======== DATA SECTION ========

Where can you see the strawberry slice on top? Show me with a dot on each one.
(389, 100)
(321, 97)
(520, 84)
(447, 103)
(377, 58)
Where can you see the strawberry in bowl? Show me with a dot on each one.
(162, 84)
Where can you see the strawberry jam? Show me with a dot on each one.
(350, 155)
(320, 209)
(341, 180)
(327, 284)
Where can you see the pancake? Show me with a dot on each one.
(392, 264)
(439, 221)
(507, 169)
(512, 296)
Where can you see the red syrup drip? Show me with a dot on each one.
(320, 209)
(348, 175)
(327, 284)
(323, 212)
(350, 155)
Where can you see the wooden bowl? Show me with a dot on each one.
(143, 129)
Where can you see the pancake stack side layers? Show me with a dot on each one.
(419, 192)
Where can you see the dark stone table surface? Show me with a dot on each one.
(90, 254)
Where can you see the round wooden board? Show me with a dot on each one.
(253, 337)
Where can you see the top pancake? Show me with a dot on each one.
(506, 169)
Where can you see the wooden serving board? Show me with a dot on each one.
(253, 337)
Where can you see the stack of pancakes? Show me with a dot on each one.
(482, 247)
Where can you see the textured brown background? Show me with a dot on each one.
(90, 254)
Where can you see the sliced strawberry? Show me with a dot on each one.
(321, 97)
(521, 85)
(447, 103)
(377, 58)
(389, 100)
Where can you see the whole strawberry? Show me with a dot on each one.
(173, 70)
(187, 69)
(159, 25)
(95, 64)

========
======== DATA SECTION ========

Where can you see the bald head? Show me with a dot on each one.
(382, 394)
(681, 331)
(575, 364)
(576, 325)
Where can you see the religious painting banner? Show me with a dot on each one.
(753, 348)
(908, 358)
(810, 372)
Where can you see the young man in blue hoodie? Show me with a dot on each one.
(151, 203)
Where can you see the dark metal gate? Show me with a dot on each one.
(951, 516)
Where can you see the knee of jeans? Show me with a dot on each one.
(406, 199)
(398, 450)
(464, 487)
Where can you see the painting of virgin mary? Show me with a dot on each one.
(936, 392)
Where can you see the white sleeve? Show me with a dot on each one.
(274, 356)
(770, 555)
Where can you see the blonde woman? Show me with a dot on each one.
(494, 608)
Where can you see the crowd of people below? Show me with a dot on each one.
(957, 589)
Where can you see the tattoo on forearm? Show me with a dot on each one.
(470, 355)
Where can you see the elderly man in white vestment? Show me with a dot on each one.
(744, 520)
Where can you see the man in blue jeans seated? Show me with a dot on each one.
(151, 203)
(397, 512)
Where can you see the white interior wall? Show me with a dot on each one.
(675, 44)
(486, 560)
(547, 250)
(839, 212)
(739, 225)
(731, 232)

========

_TASK BRIEF_. Pull out each line of the records that contains the word "dark".

_WRITTEN SOLUTION_.
Where can you see the dark stone table surface? Show me with a dot on each one.
Where can you see the dark metal gate? Show me with a dot on each one.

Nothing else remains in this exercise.